== What you should do ==
Convert the rows, from the start through the line containing "x=141 y=221", into a JSON list of strings with one string per line. Skip blank lines and omit the pictures.

[Extracted data entries]
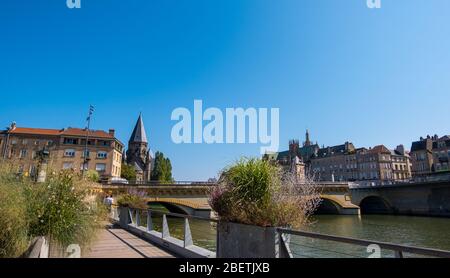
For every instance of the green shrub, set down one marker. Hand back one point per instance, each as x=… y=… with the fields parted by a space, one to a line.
x=92 y=176
x=14 y=238
x=256 y=192
x=62 y=209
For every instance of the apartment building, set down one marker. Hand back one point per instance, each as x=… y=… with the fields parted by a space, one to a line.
x=430 y=155
x=373 y=165
x=65 y=147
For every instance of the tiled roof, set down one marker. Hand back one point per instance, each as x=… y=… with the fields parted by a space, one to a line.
x=58 y=132
x=418 y=145
x=37 y=131
x=379 y=149
x=83 y=132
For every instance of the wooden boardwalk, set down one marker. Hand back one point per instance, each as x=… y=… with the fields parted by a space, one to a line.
x=117 y=243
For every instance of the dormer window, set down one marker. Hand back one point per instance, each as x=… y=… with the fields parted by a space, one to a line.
x=102 y=155
x=69 y=153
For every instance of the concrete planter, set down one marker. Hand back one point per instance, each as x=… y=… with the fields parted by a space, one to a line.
x=246 y=241
x=124 y=217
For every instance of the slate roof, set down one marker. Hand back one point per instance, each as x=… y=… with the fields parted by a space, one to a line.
x=139 y=135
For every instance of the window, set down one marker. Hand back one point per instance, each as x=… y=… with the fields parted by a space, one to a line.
x=70 y=141
x=67 y=165
x=23 y=153
x=102 y=155
x=100 y=167
x=69 y=153
x=83 y=166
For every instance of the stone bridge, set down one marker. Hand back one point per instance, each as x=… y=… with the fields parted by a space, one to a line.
x=191 y=197
x=421 y=198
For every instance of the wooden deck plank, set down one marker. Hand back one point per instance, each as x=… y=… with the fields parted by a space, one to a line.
x=118 y=243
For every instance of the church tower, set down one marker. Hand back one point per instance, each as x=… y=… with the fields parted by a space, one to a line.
x=138 y=154
x=307 y=142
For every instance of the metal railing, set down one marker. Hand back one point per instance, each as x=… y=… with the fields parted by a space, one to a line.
x=289 y=243
x=399 y=250
x=187 y=183
x=141 y=221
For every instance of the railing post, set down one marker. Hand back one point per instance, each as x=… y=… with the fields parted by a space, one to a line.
x=130 y=214
x=284 y=251
x=138 y=217
x=165 y=231
x=149 y=221
x=187 y=234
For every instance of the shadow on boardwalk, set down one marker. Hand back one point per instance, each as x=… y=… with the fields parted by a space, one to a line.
x=113 y=242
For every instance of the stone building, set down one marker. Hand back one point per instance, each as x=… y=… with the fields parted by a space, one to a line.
x=401 y=164
x=305 y=152
x=138 y=154
x=430 y=155
x=334 y=163
x=65 y=149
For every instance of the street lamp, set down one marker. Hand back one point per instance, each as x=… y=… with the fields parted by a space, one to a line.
x=86 y=158
x=42 y=156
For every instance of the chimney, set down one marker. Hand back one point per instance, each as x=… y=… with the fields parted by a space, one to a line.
x=13 y=126
x=400 y=149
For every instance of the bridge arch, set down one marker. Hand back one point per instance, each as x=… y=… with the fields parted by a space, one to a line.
x=375 y=205
x=328 y=206
x=174 y=208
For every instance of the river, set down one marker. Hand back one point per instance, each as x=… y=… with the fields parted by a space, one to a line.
x=407 y=230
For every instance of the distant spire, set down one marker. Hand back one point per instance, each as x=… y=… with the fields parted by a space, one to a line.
x=139 y=135
x=307 y=141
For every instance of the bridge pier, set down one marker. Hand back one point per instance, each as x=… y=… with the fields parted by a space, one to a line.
x=421 y=199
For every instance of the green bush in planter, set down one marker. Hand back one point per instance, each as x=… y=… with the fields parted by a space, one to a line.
x=256 y=192
x=14 y=238
x=63 y=209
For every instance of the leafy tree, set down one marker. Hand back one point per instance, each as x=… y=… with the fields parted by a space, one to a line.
x=128 y=172
x=162 y=171
x=93 y=176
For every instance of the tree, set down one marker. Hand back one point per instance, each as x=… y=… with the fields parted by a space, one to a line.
x=162 y=171
x=93 y=176
x=128 y=172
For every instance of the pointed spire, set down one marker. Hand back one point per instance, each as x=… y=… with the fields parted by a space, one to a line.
x=139 y=135
x=307 y=141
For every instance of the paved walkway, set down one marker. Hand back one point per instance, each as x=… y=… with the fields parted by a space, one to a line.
x=118 y=243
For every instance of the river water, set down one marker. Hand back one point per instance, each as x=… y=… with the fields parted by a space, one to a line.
x=407 y=230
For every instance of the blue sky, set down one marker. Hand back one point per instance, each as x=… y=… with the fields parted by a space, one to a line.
x=346 y=72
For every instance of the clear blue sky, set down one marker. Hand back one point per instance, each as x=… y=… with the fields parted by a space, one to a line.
x=342 y=70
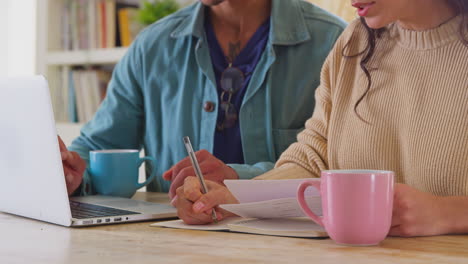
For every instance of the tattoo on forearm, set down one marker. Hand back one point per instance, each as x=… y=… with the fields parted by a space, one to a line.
x=234 y=50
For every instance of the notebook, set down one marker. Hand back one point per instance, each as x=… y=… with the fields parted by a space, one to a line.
x=287 y=227
x=267 y=207
x=32 y=183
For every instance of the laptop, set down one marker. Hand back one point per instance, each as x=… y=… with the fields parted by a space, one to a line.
x=32 y=182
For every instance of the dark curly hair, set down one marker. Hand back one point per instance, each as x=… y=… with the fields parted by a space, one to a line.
x=461 y=7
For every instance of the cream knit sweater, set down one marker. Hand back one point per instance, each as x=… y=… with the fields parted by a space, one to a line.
x=417 y=109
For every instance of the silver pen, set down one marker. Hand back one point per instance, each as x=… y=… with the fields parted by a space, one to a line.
x=198 y=172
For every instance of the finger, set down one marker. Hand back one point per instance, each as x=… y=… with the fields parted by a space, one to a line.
x=74 y=161
x=192 y=189
x=174 y=201
x=179 y=179
x=201 y=156
x=167 y=175
x=66 y=155
x=185 y=212
x=209 y=170
x=395 y=231
x=210 y=200
x=61 y=144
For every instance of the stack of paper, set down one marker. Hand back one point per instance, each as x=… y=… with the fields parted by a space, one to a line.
x=267 y=207
x=270 y=198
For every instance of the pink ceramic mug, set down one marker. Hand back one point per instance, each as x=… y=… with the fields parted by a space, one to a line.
x=356 y=204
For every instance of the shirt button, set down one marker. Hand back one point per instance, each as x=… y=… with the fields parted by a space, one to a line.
x=208 y=106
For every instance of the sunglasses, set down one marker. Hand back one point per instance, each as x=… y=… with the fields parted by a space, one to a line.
x=232 y=80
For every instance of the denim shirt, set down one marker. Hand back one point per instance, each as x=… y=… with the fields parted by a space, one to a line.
x=159 y=88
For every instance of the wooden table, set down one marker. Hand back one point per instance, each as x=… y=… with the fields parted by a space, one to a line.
x=28 y=241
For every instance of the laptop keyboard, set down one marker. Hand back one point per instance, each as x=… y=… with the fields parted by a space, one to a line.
x=84 y=210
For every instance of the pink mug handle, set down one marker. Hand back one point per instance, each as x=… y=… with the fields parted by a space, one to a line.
x=302 y=202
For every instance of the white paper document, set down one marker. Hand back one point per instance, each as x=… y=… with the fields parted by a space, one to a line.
x=247 y=191
x=276 y=208
x=289 y=227
x=221 y=225
x=270 y=198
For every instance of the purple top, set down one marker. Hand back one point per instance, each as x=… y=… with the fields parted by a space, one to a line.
x=228 y=142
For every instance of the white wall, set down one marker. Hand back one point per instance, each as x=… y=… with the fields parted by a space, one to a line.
x=17 y=37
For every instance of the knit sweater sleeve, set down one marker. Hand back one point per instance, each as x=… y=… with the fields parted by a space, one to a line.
x=310 y=150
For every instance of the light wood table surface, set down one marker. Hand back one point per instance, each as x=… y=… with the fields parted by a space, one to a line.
x=24 y=240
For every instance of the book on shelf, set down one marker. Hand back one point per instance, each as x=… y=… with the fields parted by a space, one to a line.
x=127 y=25
x=94 y=24
x=80 y=94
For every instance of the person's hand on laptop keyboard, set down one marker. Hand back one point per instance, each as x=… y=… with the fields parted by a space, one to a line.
x=73 y=167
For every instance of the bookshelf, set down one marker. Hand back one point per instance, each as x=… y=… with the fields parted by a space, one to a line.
x=59 y=53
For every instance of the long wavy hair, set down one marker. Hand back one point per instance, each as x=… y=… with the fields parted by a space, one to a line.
x=461 y=7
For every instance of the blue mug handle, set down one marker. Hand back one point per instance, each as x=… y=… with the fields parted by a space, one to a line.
x=153 y=173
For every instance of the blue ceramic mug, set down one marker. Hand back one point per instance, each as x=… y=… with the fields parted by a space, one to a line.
x=114 y=172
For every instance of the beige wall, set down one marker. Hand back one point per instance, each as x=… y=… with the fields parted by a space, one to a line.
x=341 y=8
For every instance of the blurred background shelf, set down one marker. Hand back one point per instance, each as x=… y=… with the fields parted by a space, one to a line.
x=83 y=57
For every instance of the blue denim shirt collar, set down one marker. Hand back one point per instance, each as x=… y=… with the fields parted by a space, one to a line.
x=288 y=25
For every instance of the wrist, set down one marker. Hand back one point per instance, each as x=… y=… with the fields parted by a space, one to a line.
x=232 y=175
x=454 y=214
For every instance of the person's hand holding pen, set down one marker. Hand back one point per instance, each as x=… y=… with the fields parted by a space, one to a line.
x=195 y=208
x=212 y=168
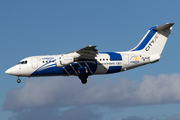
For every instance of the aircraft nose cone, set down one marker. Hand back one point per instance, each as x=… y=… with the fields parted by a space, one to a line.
x=8 y=71
x=13 y=71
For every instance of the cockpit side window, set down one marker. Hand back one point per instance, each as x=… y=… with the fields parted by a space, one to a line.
x=23 y=62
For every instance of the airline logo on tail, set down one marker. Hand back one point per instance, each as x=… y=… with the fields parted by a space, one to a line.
x=152 y=42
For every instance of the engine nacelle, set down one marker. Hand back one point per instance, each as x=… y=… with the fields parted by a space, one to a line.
x=64 y=60
x=154 y=58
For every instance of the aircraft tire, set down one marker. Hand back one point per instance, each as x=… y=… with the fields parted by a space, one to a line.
x=84 y=81
x=18 y=81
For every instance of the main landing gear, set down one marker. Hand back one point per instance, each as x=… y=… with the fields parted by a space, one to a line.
x=83 y=78
x=18 y=80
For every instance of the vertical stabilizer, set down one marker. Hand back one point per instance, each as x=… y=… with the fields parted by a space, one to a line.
x=155 y=39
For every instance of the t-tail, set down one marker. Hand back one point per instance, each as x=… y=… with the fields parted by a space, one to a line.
x=154 y=40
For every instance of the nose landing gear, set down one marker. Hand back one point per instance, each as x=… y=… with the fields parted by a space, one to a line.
x=83 y=78
x=18 y=80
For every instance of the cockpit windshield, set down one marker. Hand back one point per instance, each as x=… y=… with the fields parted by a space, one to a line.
x=23 y=62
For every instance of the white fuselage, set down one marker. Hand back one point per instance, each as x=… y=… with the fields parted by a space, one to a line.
x=87 y=61
x=104 y=63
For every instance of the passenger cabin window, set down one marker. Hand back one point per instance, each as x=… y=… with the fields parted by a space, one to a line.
x=23 y=62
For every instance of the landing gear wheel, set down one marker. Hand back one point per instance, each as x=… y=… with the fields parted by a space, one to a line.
x=83 y=78
x=84 y=81
x=18 y=81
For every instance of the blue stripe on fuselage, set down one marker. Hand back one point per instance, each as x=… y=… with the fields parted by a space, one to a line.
x=114 y=69
x=114 y=56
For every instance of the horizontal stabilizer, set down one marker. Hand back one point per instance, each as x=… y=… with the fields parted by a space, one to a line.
x=164 y=27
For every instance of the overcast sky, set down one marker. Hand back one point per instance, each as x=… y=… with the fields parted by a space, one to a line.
x=29 y=28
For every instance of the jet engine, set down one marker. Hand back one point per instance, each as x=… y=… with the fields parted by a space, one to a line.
x=154 y=58
x=64 y=60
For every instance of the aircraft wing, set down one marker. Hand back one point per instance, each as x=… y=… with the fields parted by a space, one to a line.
x=88 y=52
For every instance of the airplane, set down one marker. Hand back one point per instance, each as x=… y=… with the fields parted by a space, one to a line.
x=87 y=61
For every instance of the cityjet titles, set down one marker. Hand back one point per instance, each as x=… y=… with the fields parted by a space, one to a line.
x=152 y=42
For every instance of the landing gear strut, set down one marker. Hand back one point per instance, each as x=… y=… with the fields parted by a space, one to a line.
x=83 y=78
x=18 y=80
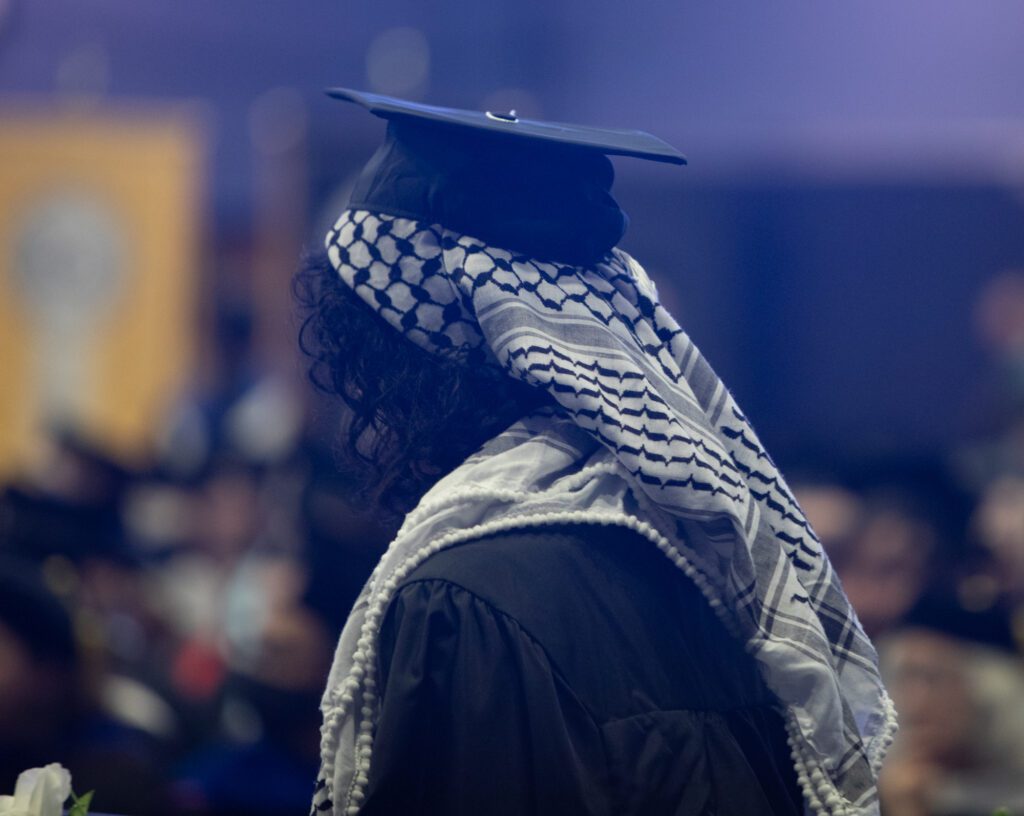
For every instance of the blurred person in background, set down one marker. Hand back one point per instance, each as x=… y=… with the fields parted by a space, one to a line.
x=894 y=529
x=957 y=681
x=52 y=706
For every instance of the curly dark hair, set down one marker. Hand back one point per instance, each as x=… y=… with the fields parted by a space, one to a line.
x=413 y=416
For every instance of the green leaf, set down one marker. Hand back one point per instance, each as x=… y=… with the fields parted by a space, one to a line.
x=80 y=805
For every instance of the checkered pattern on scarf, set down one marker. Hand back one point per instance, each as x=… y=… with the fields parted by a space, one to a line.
x=617 y=363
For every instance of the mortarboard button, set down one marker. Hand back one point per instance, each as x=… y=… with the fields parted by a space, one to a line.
x=610 y=141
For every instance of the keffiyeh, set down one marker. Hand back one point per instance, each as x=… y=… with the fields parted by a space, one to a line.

== Correct response ==
[
  "For every instance of the green shrub, set down one marker. Hand back one point per instance, each as x=… y=… with the fields parted by a space, one to a line.",
  "x=92 y=176",
  "x=14 y=238",
  "x=256 y=192",
  "x=62 y=209",
  "For every instance of the apartment building, set down one marker. Hand back one point per instance, each as x=… y=… with the fields parted by a space, one to a line.",
  "x=430 y=155",
  "x=373 y=165",
  "x=65 y=147",
  "For every instance of the tiled roof, set down one marker. Hand back one point per instance, each as x=… y=… with the fields parted by a space, one to a line.",
  "x=58 y=132",
  "x=418 y=145",
  "x=37 y=131",
  "x=379 y=149",
  "x=83 y=132",
  "For every instance of the wooden boardwalk, set down one marker. Hand back one point per instance, each as x=… y=… with the fields parted by a space, one to a line.",
  "x=117 y=243",
  "For every instance of the dormer window, set down one marker. Hand back one point per instance, each as x=… y=… with the fields parted by a space, one to a line.",
  "x=102 y=155",
  "x=69 y=153",
  "For every instance of the concrete planter, set down one marker. Hand back one point per instance, each as x=… y=… with the fields parted by a space, one to a line.",
  "x=246 y=241",
  "x=124 y=217",
  "For every instance of the slate roof, set down one marker. Hand back one point per instance, each as x=… y=… with the fields parted by a space, one to a line.",
  "x=139 y=135",
  "For every instance of the window, set down one marker. Hand back one point per instance, each as x=… y=… with the fields parted by a space, one to a line.",
  "x=70 y=141",
  "x=67 y=165",
  "x=23 y=153",
  "x=102 y=155",
  "x=100 y=167",
  "x=69 y=153",
  "x=83 y=166",
  "For every instance of the stone bridge, set down one marker. Hand back one point per instance, each as x=… y=… with the fields parted by a space, one to a line.",
  "x=191 y=197",
  "x=421 y=198",
  "For every instance of the wooden deck plank, set down one marker. Hand back one point per instance, each as x=… y=… with the fields parted by a space, one to a line.",
  "x=118 y=243",
  "For every instance of the church tower, set down one marker. Hand back one point per instance, each as x=… y=… with the fields parted by a space, one to a line.",
  "x=138 y=154",
  "x=307 y=142",
  "For every instance of the metal railing, set down one marker. Hand back one point per instance, each as x=… y=… with the fields parted by a space, one to a line.",
  "x=289 y=243",
  "x=399 y=250",
  "x=187 y=183",
  "x=141 y=221"
]